**Passage shown**
Hole 8: The Skinny Iron — Gradient Descent Country Club

Round 1, Hole 8 Triple Bogey March 19, 2026

1.4270

compression score

What this score means

Quick read before we head down the fairway.

Bits per byte is the challenge score: how many bits the model needs, on average, to predict each byte of unseen text. Lower is better.

vs baseline: +0.2026 vs last hole: +0.0130

Tee Box R1 · H8

Artifact 10.25 MB

Headroom 5.75 MB Room left under 16 MB

Tempo 200 ms 1,501 steps

Looper The Caddie

Calculated Risk

The MLP eats 55% of all parameters at MLP_MULT=2. That's over 9 million params just for the feed-forward layers. What if we halve it? MLP_MULT=1 cuts the MLP to 512→512 instead of 512→1024. Saves 4.7 million parameters and makes each step faster. The trade: less "thinking" capacity per layer. But we get 1500 steps instead of 1300. Let's see if volume beats capacity.

Technical Read

A much smaller MLP might lose some per-step quality, but the extra throughput could still win under a short wallclock.

Trent Fairway On the Tee

(Whispering) A rather aggressive club selection from the caddy today. The MLP — the model's primary knowledge store — has been halved. Twelve million parameters where there were seventeen. One notes the gallery exchanging concerned glances. But the caddy points to the clock: more steps, more swings, more chances.

**Raw data**
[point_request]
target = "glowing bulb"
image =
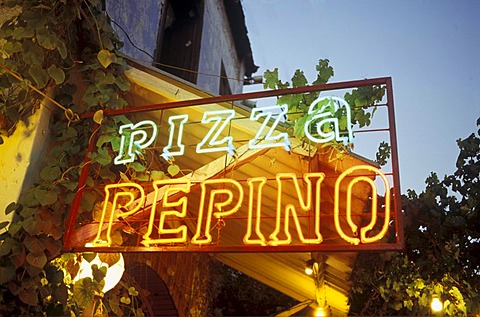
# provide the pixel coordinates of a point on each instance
(309, 266)
(113, 276)
(436, 304)
(320, 312)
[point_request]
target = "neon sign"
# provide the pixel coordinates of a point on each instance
(323, 120)
(221, 202)
(264, 191)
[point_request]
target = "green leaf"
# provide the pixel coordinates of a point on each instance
(98, 117)
(57, 74)
(105, 57)
(137, 167)
(29, 297)
(103, 157)
(4, 224)
(37, 260)
(46, 197)
(271, 79)
(122, 83)
(299, 79)
(11, 207)
(7, 273)
(50, 173)
(40, 75)
(34, 244)
(46, 38)
(62, 49)
(83, 292)
(21, 32)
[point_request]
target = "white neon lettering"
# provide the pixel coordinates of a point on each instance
(268, 113)
(214, 143)
(181, 148)
(326, 125)
(136, 136)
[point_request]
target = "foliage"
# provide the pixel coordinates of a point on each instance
(442, 244)
(362, 100)
(53, 50)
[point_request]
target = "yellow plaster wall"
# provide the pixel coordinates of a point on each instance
(20, 156)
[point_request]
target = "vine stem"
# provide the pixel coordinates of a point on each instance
(69, 114)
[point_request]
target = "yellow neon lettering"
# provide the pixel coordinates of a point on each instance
(253, 183)
(326, 125)
(290, 210)
(363, 231)
(202, 235)
(181, 148)
(213, 134)
(134, 137)
(174, 186)
(268, 113)
(115, 206)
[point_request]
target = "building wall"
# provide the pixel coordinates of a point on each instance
(218, 48)
(141, 21)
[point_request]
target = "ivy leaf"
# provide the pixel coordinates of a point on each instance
(32, 53)
(325, 72)
(11, 207)
(46, 197)
(57, 74)
(83, 292)
(34, 245)
(105, 57)
(46, 38)
(122, 83)
(50, 173)
(271, 79)
(37, 259)
(103, 157)
(137, 167)
(298, 128)
(29, 297)
(39, 74)
(89, 256)
(4, 224)
(299, 79)
(62, 49)
(98, 117)
(7, 273)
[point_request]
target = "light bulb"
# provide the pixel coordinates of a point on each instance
(436, 304)
(319, 312)
(113, 276)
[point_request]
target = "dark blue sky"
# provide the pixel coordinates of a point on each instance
(431, 49)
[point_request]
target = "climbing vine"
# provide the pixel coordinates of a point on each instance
(51, 51)
(363, 102)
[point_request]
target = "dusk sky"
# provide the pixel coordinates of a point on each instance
(430, 48)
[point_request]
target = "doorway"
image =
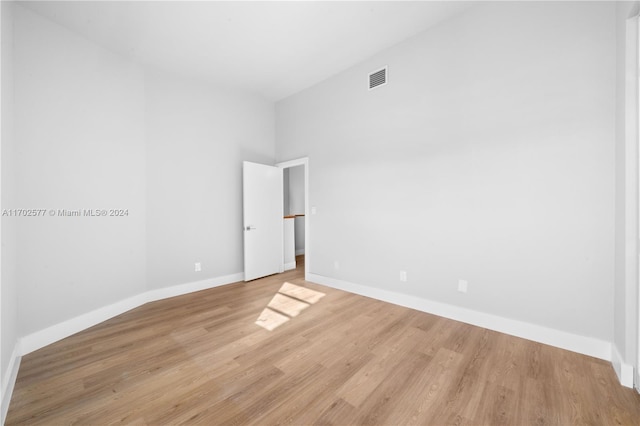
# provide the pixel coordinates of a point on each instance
(296, 210)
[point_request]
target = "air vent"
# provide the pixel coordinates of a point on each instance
(378, 78)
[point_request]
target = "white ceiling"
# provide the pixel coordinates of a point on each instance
(273, 48)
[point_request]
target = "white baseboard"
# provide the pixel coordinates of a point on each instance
(9, 380)
(623, 370)
(549, 336)
(42, 338)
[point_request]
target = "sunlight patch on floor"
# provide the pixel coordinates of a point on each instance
(288, 302)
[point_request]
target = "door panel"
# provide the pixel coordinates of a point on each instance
(263, 220)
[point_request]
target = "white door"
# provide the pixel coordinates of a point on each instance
(262, 196)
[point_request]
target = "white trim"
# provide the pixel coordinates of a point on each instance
(42, 338)
(304, 161)
(9, 381)
(623, 370)
(549, 336)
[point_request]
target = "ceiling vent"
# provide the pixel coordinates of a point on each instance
(378, 78)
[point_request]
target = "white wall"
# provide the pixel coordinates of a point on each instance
(488, 157)
(96, 131)
(296, 203)
(79, 119)
(8, 281)
(197, 138)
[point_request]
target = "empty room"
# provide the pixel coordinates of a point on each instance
(304, 212)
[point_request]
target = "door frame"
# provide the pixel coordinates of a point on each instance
(304, 161)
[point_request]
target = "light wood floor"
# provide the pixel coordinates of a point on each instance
(344, 359)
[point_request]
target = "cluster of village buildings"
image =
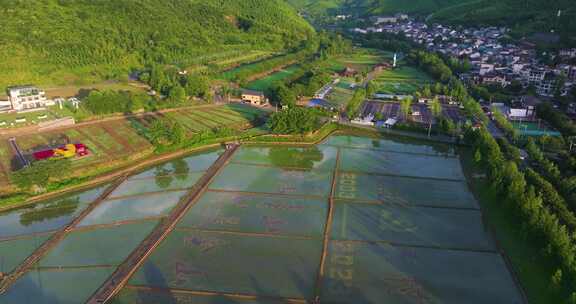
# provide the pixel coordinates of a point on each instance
(493, 61)
(25, 98)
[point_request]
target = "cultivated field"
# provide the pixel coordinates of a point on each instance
(101, 241)
(266, 82)
(353, 220)
(384, 240)
(402, 81)
(119, 139)
(362, 60)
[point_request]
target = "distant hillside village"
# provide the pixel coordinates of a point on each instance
(493, 61)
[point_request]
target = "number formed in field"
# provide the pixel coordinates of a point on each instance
(391, 222)
(347, 186)
(183, 272)
(341, 268)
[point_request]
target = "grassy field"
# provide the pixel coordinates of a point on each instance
(402, 80)
(341, 93)
(118, 140)
(264, 83)
(229, 59)
(362, 60)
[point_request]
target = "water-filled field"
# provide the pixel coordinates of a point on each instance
(352, 220)
(73, 268)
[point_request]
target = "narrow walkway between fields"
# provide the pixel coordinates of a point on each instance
(41, 251)
(123, 273)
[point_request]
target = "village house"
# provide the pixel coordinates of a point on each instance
(256, 98)
(567, 53)
(24, 98)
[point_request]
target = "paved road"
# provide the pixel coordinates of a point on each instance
(494, 130)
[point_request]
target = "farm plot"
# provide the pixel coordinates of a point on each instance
(92, 250)
(268, 229)
(401, 81)
(78, 265)
(6, 157)
(404, 191)
(272, 180)
(262, 214)
(201, 260)
(342, 92)
(401, 164)
(258, 234)
(362, 60)
(396, 145)
(365, 273)
(410, 226)
(45, 216)
(320, 157)
(266, 82)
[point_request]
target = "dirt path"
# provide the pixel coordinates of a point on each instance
(123, 273)
(118, 138)
(35, 129)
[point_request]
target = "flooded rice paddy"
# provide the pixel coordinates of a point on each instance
(352, 220)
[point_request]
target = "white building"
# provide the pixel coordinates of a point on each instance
(27, 97)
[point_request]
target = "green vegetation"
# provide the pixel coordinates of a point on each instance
(354, 104)
(557, 119)
(524, 17)
(542, 233)
(504, 124)
(39, 174)
(294, 120)
(403, 80)
(267, 82)
(65, 42)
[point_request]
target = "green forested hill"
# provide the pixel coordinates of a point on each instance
(523, 16)
(67, 41)
(373, 7)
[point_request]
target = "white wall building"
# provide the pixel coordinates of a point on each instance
(28, 97)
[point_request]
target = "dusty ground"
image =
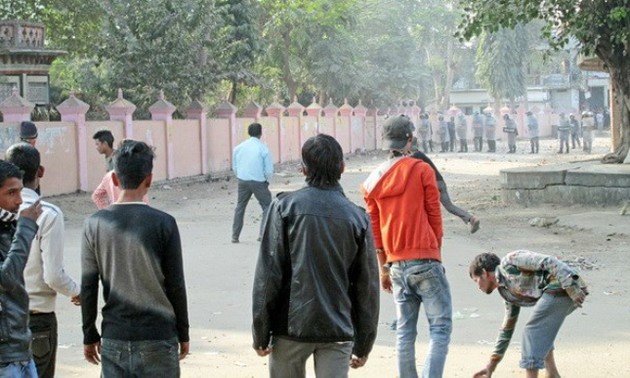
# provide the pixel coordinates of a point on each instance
(594, 342)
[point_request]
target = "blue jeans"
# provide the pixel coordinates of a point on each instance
(44, 346)
(146, 358)
(541, 329)
(246, 189)
(416, 282)
(22, 369)
(288, 358)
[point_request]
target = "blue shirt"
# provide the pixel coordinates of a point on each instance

**Exercise directions**
Using the Hole 8 write-up, answer each question briefly.
(a) What artifact size does the Hole 8 write-up list?
(b) How many parameters does setting MLP_MULT=1 save?
(c) According to Trent Fairway, how many parameters are there now after the MLP was halved?
The lines above are separate material and have no connection to the text.

**Solution for this exercise**
(a) 10.25 MB
(b) 4.7 million
(c) Twelve million